# Work request:
Find the line containing "Box the shop window." in the records below. Copy exactly that line and each one after it, ending at the line containing "Box the bottle on shelf.", and nothing more.

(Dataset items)
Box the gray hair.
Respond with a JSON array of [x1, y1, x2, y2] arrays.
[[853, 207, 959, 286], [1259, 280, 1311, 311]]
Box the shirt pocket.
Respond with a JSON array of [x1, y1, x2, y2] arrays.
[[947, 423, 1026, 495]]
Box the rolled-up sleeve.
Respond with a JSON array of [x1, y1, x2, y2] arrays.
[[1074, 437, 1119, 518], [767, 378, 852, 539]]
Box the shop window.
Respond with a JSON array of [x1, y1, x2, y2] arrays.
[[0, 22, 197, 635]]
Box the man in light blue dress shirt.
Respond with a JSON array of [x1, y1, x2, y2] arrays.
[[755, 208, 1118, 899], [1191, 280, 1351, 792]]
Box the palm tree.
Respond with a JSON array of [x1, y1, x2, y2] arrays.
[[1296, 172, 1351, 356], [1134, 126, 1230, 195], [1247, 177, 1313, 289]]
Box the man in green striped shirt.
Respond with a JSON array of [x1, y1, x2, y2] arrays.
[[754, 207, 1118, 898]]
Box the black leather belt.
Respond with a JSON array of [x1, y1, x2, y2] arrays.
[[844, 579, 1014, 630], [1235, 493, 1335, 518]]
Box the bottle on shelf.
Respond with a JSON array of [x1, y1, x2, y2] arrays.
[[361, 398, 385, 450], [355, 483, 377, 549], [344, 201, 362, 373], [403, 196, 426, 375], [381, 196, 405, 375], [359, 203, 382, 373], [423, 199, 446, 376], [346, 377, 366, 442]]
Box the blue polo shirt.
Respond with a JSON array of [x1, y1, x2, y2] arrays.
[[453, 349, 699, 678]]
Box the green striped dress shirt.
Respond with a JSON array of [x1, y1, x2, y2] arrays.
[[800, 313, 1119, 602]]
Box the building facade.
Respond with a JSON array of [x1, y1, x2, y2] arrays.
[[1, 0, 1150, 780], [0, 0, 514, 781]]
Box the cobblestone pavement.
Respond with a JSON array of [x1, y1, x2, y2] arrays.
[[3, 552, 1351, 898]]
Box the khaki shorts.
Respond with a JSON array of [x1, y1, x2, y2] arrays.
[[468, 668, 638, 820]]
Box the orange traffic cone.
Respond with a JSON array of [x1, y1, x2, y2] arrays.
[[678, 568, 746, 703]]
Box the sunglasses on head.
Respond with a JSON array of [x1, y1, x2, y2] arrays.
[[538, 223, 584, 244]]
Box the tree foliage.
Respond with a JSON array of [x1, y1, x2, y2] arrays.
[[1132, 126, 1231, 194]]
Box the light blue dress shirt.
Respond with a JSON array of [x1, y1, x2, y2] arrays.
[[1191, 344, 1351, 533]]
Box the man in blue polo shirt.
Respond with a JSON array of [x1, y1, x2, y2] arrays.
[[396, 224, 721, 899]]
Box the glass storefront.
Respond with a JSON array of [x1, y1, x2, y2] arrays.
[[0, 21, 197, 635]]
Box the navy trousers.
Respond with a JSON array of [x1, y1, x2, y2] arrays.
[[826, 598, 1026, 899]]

# The completed task:
Box the shop window.
Respond with a JSON array of [x1, y1, x2, y2] arrays.
[[0, 22, 197, 635]]
Box the man in light blue dress shirt.
Respond with a JSON array of [x1, y1, x2, y2] arrays.
[[755, 208, 1118, 899], [1191, 280, 1351, 792]]
Box the palm tree.
Respond with a JSON array of [x1, y1, x2, y2] arrays.
[[1296, 172, 1351, 356], [1134, 126, 1230, 195], [1247, 177, 1313, 289]]
Box the man in green striped shirt.
Respond with a JSON array of [x1, y1, x2, y2] arrays.
[[754, 207, 1118, 898]]
Box the black leather belt.
Respond with a JSON array of [x1, y1, x2, y2] arrays.
[[844, 579, 1014, 630], [1235, 493, 1335, 518]]
Box the bottle on shelf.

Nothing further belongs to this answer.